[Records from a data source]
______
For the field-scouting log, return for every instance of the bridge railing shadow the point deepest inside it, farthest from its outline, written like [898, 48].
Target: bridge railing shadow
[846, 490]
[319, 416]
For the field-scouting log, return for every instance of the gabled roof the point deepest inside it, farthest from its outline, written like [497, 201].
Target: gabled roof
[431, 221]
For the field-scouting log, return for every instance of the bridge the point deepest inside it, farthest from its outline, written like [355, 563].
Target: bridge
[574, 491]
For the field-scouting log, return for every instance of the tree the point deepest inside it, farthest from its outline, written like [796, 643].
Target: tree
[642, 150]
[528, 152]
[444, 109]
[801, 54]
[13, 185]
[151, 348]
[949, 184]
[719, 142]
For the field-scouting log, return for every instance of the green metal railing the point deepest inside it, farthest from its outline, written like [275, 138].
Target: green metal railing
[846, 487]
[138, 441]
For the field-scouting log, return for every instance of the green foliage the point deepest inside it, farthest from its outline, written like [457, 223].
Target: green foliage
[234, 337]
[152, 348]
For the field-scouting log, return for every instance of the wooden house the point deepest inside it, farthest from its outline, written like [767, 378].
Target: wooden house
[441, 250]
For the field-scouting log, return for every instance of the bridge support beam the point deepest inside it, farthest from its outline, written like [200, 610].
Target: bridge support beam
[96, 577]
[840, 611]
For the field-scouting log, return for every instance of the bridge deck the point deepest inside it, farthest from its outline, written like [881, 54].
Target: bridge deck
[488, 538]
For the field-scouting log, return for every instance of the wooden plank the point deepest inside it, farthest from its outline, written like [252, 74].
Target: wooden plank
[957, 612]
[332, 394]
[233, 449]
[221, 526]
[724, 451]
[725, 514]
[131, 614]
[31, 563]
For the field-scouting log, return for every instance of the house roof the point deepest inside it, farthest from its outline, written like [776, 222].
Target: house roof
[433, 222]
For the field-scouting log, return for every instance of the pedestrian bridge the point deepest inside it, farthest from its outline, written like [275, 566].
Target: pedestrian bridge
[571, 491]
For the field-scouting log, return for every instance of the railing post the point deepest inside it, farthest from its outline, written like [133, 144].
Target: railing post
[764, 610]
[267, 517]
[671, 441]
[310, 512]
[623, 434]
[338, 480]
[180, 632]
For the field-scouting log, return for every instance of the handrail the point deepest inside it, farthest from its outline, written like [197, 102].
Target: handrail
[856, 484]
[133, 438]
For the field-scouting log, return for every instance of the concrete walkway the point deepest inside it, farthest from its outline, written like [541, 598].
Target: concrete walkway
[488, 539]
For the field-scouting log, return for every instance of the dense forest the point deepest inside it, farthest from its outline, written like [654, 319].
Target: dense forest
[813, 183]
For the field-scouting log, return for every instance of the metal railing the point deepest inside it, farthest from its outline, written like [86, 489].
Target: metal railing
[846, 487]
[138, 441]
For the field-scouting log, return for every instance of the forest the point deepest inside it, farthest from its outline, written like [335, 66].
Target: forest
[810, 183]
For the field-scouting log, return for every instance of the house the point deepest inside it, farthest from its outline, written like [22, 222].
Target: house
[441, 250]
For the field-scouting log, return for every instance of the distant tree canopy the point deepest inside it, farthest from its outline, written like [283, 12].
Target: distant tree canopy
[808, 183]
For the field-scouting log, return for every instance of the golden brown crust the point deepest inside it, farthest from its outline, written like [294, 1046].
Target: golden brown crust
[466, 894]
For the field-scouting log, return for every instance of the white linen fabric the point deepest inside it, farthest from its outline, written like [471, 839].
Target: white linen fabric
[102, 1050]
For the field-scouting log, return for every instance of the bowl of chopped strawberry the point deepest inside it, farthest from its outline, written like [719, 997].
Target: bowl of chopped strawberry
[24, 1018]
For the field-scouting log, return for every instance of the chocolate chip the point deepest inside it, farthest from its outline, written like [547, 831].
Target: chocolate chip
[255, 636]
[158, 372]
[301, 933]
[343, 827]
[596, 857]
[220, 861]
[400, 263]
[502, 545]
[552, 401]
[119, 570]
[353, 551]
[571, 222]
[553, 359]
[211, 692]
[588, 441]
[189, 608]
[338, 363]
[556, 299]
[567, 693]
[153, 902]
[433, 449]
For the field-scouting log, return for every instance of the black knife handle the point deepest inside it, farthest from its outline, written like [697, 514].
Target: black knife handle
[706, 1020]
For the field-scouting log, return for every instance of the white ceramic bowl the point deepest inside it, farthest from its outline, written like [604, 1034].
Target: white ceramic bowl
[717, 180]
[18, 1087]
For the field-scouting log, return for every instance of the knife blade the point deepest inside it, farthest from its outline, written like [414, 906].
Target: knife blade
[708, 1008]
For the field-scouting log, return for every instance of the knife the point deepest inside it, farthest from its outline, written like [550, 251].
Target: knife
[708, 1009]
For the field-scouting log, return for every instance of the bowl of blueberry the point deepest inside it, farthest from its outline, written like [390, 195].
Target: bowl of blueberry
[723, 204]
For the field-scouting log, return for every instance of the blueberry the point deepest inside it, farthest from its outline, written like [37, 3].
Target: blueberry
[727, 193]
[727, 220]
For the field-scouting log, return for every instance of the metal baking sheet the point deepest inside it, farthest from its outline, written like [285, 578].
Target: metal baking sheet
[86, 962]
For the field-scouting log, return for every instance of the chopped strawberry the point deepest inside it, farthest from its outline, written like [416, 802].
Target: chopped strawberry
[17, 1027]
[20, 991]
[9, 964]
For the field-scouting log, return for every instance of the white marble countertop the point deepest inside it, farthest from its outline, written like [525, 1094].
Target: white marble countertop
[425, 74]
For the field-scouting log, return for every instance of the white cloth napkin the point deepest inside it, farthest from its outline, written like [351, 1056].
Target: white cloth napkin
______
▶ _EXERCISE_: Go line by line through the records and copy those that contain the word "napkin".

▶ _RESPONSE_:
For the field-scouting log, return for every instance of the white cloth napkin the point deepest inside it, farthest from its outline, written like [351, 1056].
Target: white cloth napkin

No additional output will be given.